** Start Given records **
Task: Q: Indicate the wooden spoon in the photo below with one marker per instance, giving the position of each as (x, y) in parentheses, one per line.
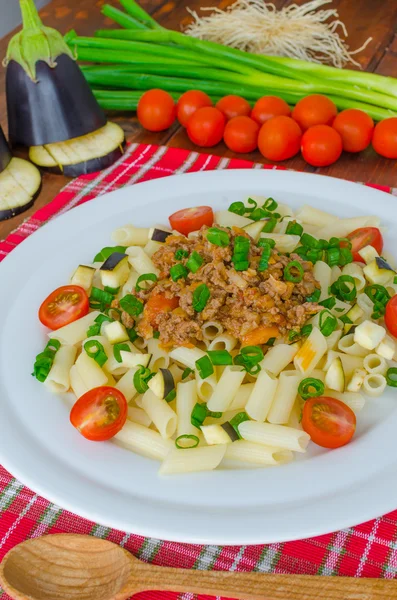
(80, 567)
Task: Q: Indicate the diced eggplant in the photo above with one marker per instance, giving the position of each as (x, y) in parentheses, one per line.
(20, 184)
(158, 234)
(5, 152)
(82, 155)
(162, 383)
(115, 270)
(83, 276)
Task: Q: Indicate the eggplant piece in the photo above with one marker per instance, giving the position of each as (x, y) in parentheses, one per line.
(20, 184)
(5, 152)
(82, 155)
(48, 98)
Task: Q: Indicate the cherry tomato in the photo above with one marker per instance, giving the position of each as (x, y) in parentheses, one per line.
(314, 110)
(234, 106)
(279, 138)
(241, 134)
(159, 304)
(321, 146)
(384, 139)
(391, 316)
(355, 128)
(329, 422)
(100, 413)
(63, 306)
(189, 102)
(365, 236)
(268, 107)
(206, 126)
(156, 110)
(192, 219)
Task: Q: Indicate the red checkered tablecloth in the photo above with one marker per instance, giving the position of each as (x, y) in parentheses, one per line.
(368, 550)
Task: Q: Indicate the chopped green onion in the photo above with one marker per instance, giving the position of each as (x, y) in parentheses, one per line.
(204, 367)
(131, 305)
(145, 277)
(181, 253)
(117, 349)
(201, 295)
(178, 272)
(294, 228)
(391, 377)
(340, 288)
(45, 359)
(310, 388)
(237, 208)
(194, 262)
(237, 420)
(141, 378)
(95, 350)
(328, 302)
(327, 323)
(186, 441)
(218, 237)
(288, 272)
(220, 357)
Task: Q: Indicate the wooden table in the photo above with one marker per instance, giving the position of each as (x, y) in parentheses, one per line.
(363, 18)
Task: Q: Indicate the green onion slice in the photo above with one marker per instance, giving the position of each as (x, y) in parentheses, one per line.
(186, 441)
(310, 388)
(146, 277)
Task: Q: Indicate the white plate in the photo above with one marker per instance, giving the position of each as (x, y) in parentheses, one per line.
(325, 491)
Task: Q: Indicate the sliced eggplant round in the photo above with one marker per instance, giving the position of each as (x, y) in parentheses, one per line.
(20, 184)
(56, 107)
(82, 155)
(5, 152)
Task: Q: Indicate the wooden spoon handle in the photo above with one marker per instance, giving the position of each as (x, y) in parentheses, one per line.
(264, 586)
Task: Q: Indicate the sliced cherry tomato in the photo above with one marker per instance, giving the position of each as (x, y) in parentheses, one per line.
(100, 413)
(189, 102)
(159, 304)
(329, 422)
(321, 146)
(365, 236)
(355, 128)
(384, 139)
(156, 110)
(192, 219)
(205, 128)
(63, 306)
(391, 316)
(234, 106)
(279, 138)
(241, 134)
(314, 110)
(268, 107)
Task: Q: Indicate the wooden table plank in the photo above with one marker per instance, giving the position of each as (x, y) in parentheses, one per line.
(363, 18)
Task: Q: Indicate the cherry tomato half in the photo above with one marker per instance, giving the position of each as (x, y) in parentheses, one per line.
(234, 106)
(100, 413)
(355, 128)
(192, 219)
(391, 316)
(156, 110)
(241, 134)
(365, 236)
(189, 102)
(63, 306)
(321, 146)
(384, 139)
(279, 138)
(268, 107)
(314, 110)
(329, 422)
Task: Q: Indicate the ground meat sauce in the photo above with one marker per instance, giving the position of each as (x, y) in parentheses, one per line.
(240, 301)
** End Given records **
** Start Given records **
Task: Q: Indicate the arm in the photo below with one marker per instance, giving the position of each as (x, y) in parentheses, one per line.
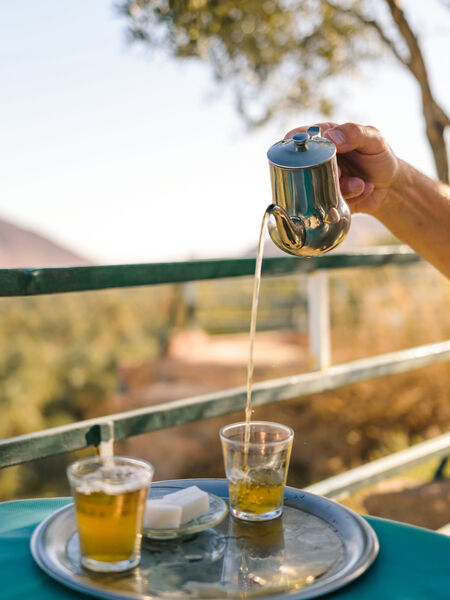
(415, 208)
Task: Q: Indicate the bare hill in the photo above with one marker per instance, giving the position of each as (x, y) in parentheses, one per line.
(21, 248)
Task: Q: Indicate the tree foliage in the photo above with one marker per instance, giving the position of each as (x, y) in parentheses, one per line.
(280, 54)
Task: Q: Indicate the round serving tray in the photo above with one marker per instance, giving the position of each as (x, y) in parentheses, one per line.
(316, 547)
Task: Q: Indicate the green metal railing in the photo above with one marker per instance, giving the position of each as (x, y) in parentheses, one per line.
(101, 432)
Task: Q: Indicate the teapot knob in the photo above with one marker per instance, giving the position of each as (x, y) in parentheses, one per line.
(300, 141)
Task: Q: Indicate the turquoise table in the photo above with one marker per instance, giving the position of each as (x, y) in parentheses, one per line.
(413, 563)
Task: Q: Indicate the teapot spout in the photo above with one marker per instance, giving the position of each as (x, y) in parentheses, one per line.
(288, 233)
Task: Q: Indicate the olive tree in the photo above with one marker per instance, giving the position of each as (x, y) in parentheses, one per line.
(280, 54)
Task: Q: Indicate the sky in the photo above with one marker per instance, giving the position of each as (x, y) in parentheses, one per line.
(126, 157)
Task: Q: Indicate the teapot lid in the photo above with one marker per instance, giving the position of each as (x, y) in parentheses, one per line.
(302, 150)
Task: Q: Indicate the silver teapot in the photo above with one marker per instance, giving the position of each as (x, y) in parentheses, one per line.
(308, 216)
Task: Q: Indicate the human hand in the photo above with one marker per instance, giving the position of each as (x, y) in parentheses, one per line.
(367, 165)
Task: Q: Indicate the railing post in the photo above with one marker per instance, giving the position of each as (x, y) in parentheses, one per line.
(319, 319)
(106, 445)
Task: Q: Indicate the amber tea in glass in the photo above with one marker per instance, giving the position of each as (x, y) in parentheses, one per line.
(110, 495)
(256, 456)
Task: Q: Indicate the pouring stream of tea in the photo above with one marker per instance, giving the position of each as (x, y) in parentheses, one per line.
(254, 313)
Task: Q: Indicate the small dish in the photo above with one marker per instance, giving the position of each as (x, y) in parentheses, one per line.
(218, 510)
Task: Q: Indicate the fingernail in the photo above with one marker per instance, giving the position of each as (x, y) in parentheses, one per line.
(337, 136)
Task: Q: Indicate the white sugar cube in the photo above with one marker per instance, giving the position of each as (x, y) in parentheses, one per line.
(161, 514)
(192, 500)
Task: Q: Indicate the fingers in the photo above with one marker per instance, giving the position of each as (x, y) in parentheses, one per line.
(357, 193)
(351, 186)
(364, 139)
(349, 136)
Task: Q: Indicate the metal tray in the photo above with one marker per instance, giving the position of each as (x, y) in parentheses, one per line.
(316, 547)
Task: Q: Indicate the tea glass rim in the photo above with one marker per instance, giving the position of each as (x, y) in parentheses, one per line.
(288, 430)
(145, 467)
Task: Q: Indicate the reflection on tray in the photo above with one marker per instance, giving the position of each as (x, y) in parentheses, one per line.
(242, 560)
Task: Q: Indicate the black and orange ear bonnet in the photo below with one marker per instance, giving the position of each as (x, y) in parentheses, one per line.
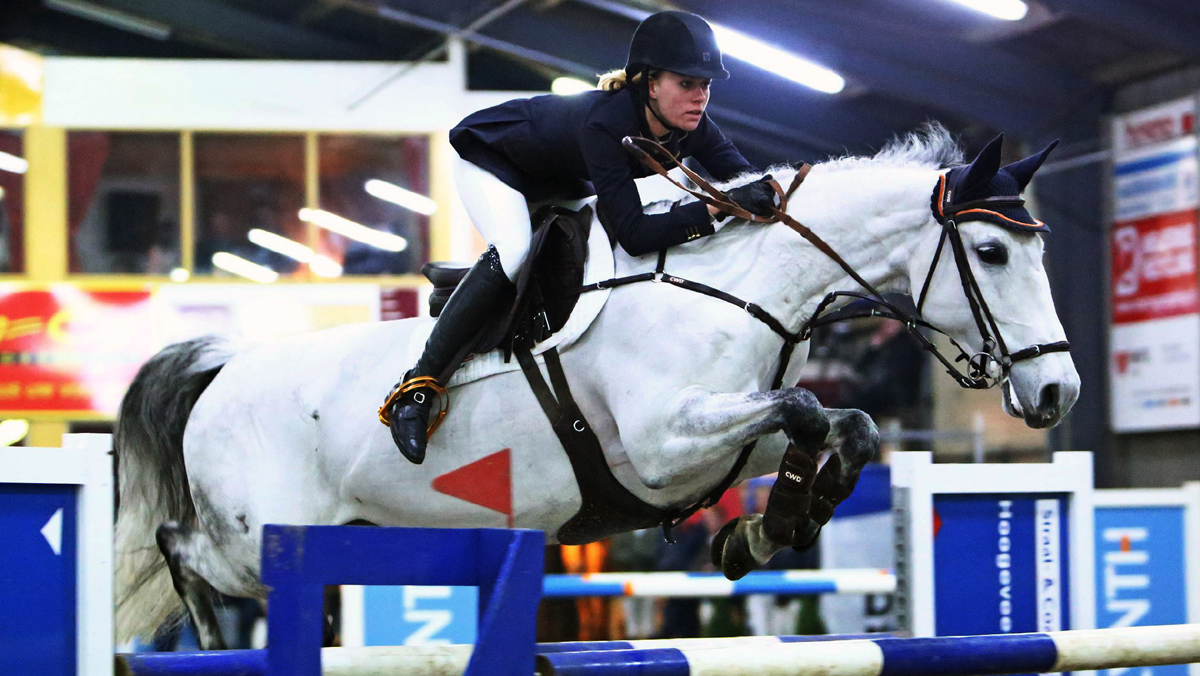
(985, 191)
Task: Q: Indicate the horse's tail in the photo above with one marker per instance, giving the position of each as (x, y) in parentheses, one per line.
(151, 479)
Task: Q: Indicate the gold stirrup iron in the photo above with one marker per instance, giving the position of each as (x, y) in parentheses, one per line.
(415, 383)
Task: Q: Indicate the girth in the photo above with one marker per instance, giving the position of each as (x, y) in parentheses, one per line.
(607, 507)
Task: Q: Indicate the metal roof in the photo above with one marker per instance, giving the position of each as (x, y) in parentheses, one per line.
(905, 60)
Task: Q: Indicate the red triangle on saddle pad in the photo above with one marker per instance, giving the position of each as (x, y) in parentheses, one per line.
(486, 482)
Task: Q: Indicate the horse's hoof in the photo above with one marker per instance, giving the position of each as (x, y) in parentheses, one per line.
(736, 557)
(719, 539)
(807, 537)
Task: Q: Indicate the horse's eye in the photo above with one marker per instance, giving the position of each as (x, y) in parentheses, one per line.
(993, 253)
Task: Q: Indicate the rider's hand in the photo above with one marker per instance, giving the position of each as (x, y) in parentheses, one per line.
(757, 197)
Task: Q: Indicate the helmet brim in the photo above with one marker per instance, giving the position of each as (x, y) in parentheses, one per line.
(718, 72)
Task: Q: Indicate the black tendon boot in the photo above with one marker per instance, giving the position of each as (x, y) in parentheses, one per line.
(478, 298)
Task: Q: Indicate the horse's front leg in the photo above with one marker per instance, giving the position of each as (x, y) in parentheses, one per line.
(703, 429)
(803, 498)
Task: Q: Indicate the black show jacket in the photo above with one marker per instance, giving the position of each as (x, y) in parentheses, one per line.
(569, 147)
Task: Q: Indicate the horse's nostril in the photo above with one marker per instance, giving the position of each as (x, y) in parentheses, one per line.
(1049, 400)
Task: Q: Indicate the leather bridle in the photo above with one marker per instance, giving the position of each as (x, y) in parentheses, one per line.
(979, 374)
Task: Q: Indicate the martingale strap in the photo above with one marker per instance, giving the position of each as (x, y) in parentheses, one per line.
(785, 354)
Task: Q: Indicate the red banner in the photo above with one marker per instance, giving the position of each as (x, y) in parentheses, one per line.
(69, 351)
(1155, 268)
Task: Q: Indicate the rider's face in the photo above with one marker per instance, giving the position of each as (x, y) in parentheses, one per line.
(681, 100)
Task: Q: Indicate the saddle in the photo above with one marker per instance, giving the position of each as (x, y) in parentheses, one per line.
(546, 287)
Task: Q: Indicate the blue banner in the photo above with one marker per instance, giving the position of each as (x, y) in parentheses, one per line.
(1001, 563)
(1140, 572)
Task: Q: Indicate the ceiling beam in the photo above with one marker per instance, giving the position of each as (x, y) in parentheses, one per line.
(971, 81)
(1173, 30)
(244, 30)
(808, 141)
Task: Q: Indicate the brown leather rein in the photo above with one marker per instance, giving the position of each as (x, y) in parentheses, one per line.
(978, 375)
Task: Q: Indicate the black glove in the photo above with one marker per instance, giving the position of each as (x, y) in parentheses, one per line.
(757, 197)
** End Given records **
### [Aim]
Pick out every line of the listing that contains the word "rider" and copy each one.

### [Solution for this exercise]
Task: Q: Indicate the rider's hand in the photo above with one marker per instance, giving the position of each as (x, y) in parentheses, one per line.
Task: Q: Indicate the rider's face in the photo above with one marker per instance, giving the position of each as (x, y) in parentheses, one per line.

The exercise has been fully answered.